_Description of the task_:
Please reproduce, exactly and with nothing added, the line containing "Wildlife-tally request: put a marker on the white" and every line after it to the end of the records.

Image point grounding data
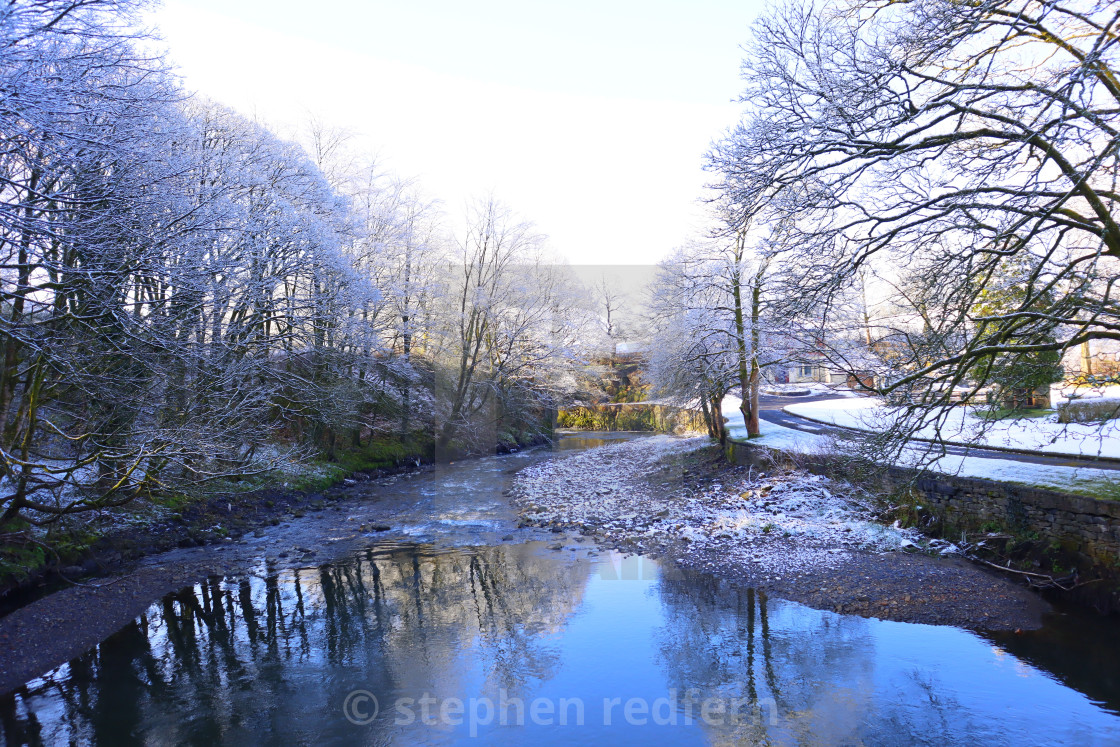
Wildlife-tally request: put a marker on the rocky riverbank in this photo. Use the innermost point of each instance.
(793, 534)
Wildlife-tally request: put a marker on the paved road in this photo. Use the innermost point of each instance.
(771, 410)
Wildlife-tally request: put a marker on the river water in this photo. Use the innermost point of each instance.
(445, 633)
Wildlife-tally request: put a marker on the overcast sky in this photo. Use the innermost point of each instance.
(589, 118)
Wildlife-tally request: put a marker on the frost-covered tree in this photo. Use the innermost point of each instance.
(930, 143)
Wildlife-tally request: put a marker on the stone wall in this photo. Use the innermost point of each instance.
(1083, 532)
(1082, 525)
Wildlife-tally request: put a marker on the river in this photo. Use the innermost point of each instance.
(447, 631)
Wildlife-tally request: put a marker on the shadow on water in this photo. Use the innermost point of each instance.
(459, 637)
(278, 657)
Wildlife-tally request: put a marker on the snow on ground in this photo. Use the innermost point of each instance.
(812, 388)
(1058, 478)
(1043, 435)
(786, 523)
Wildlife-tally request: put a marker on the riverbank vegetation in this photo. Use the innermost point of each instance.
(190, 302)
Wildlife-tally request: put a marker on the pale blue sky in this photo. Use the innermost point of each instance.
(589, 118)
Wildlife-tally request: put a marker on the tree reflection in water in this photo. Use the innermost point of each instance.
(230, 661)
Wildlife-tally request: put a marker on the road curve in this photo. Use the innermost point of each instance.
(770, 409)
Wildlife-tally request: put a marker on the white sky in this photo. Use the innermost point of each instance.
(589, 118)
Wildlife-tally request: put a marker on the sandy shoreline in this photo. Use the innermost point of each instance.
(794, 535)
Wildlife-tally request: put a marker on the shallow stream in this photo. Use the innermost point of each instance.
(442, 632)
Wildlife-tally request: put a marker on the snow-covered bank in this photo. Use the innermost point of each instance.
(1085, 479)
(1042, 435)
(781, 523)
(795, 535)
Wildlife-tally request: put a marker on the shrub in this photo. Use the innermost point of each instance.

_Exercise solution_:
Wildlife-tally request: put a marker on the white sky in this photo. Use the innermost point of each instance.
(589, 118)
Wildlife-tally request: put a marker on the sandy shoreline in this photo. Use the innermost point of each instance.
(794, 535)
Wildlife-tally request: put a marker on the shallow stream in this photo. Use the innermost point of each instance.
(442, 632)
Wildlife-tally request: put a marker on the snow-covered bank in this photo. Use the innermost point of each instance.
(1085, 479)
(1042, 435)
(781, 523)
(795, 535)
Wildlife-tally request: put a marker on the shrub in this photo. Use the innermost point of each instance.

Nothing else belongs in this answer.